Only the lines from the one with "<point>968,384</point>" through the last line of the data below are to be duplicated, exactly and without pictures.

## Supplied material:
————————
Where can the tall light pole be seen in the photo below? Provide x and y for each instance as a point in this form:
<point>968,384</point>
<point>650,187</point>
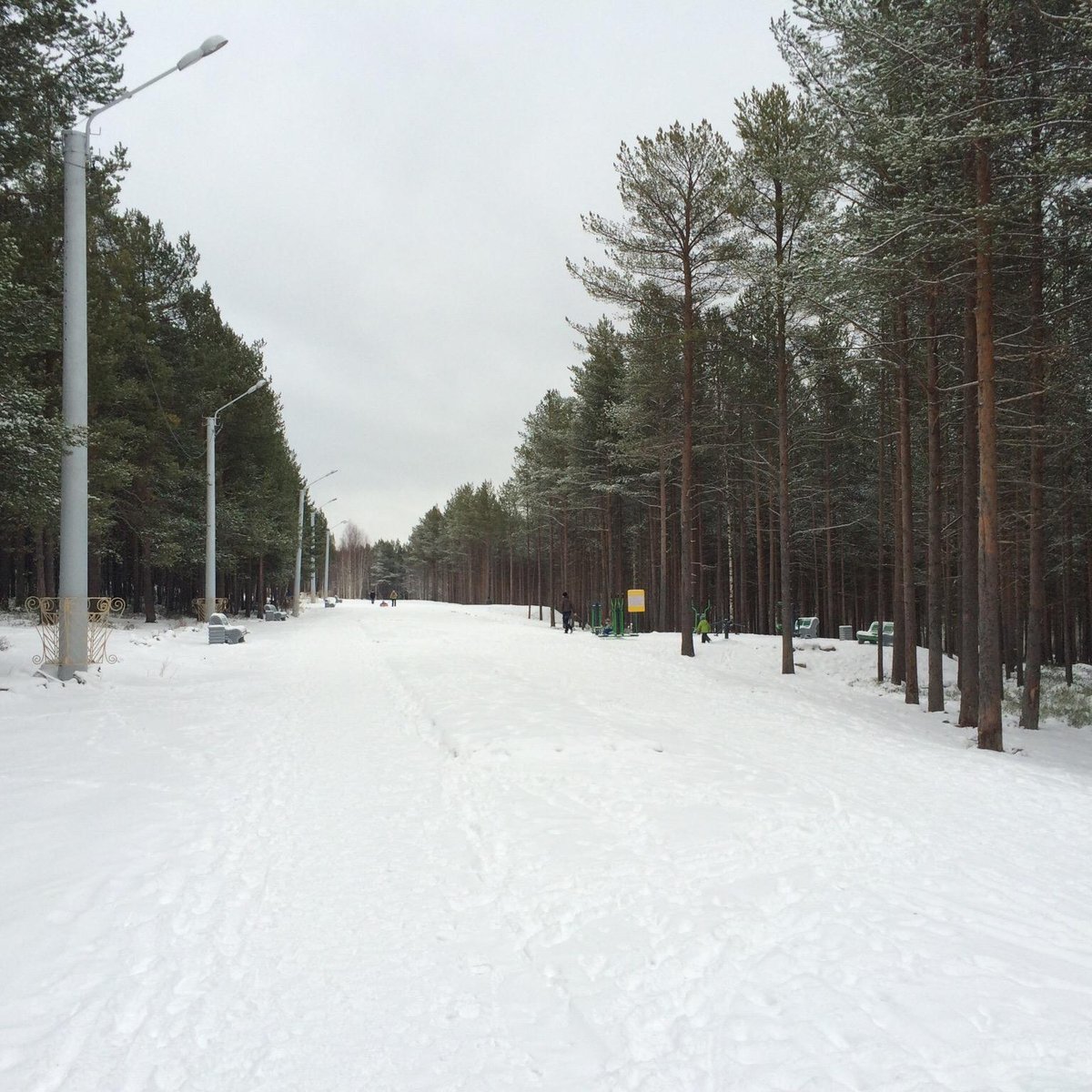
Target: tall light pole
<point>326,571</point>
<point>315,571</point>
<point>299,541</point>
<point>72,590</point>
<point>210,602</point>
————————
## Response to this exercise:
<point>968,384</point>
<point>650,187</point>
Target: tall light pole
<point>326,571</point>
<point>315,571</point>
<point>299,541</point>
<point>72,590</point>
<point>210,602</point>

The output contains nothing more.